**Given problem:**
Count the lines in the items below that contain the string "mirror", and reply with that number alone.

**Record set:**
◆ ◆ ◆ ◆

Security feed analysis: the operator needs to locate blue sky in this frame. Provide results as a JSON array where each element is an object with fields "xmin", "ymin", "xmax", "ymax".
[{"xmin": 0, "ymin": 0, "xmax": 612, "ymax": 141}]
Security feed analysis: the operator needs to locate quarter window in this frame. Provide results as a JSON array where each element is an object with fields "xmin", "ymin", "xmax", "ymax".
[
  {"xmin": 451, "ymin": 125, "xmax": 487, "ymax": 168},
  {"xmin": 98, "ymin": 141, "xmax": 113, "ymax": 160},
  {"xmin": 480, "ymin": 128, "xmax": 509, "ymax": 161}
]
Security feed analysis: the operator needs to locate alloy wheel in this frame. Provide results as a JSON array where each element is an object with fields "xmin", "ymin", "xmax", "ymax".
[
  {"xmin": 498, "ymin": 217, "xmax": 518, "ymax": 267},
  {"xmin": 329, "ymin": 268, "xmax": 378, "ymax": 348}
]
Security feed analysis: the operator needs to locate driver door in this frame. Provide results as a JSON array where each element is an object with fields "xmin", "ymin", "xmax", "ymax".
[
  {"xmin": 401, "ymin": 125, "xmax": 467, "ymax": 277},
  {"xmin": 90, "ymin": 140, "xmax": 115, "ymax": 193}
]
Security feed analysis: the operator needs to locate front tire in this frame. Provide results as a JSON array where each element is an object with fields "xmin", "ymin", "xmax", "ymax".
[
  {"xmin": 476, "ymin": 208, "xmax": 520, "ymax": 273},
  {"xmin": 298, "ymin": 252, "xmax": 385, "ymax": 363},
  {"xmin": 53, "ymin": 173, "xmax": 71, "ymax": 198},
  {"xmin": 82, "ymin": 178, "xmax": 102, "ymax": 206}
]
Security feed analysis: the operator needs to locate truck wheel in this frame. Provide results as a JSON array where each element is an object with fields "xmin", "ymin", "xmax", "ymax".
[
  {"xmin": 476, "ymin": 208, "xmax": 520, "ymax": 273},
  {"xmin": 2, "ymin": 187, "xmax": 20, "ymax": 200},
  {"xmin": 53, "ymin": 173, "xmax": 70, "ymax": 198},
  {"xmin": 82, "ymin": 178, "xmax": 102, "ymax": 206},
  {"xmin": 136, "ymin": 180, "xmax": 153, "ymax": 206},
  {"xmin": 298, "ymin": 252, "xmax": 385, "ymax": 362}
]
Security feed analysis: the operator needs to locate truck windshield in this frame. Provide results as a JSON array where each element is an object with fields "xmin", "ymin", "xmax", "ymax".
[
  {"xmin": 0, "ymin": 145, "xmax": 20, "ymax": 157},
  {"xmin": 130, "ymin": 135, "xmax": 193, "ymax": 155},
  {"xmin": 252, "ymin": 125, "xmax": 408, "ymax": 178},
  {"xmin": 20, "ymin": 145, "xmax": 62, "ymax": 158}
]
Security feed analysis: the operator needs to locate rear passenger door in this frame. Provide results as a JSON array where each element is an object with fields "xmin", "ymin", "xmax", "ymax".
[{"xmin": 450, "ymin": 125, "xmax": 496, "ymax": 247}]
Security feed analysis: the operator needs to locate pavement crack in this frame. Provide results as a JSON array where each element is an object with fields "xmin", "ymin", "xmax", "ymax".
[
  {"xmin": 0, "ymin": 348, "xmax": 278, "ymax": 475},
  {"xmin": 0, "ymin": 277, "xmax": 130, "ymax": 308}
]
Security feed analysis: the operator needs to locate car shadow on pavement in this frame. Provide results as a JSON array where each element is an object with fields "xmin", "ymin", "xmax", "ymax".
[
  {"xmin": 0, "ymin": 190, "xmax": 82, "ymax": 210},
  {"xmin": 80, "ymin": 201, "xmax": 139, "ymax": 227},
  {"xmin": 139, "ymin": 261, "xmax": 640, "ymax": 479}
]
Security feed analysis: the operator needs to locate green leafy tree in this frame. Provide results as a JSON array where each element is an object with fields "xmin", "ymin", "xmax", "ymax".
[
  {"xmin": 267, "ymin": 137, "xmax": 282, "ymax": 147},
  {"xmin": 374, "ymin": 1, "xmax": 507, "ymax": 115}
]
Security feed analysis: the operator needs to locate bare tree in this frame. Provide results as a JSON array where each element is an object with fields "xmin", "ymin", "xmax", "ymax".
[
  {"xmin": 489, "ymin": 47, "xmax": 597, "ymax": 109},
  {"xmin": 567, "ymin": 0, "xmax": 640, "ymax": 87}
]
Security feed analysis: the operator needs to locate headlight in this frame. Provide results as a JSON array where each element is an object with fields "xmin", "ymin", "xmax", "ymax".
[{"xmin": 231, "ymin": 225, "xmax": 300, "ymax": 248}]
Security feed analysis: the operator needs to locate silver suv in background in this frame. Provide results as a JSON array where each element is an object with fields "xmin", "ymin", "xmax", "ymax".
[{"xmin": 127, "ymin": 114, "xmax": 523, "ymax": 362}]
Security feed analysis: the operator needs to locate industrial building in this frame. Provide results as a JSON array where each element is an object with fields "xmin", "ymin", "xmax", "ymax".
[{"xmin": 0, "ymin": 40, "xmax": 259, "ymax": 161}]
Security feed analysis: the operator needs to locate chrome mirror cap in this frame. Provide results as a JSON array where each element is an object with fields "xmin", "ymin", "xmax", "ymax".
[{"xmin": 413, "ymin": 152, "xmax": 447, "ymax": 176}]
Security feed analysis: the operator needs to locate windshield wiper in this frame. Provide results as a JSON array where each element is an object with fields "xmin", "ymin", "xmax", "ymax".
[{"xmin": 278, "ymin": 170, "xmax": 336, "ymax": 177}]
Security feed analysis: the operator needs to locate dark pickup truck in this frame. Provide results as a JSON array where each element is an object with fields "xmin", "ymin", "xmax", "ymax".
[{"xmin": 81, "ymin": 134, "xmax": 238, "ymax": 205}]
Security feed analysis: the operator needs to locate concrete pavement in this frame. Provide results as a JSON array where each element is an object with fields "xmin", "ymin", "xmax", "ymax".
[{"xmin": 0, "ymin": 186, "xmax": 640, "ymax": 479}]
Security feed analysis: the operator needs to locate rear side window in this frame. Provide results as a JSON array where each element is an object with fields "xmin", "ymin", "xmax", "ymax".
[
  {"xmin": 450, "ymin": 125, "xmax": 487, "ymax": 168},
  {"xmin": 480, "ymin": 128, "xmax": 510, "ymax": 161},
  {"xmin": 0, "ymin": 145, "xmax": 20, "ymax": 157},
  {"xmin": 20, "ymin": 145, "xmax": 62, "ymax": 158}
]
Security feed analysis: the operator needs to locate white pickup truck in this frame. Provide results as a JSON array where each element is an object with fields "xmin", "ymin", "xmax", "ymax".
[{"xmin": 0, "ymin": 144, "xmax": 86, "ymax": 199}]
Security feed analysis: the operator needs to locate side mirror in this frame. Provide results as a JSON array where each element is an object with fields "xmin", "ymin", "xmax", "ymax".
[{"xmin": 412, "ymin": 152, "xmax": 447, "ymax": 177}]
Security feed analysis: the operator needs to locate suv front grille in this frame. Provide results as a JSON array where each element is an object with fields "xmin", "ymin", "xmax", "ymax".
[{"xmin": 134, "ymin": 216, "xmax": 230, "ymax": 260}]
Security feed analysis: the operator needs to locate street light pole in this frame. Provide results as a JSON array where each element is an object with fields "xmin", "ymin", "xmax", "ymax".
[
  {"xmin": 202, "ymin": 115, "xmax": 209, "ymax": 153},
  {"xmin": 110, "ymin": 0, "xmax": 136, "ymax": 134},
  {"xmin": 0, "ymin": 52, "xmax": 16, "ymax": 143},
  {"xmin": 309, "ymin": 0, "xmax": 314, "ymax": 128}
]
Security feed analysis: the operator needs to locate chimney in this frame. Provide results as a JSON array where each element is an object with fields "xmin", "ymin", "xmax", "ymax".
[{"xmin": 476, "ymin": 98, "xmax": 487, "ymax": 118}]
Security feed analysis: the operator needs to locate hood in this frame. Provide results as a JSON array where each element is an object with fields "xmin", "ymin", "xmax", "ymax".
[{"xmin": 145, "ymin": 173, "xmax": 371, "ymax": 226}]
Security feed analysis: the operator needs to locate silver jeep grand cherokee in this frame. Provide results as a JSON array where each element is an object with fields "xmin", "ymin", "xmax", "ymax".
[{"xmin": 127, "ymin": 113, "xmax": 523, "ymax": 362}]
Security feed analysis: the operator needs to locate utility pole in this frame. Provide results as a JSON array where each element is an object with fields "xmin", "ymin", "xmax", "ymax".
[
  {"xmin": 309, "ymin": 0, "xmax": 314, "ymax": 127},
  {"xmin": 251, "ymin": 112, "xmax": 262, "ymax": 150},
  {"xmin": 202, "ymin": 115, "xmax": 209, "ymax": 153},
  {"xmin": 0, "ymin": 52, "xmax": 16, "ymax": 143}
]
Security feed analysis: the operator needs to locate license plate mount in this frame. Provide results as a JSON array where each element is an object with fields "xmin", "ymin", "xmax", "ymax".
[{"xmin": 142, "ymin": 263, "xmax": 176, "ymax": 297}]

◆ ◆ ◆ ◆

**Response to this exercise:**
2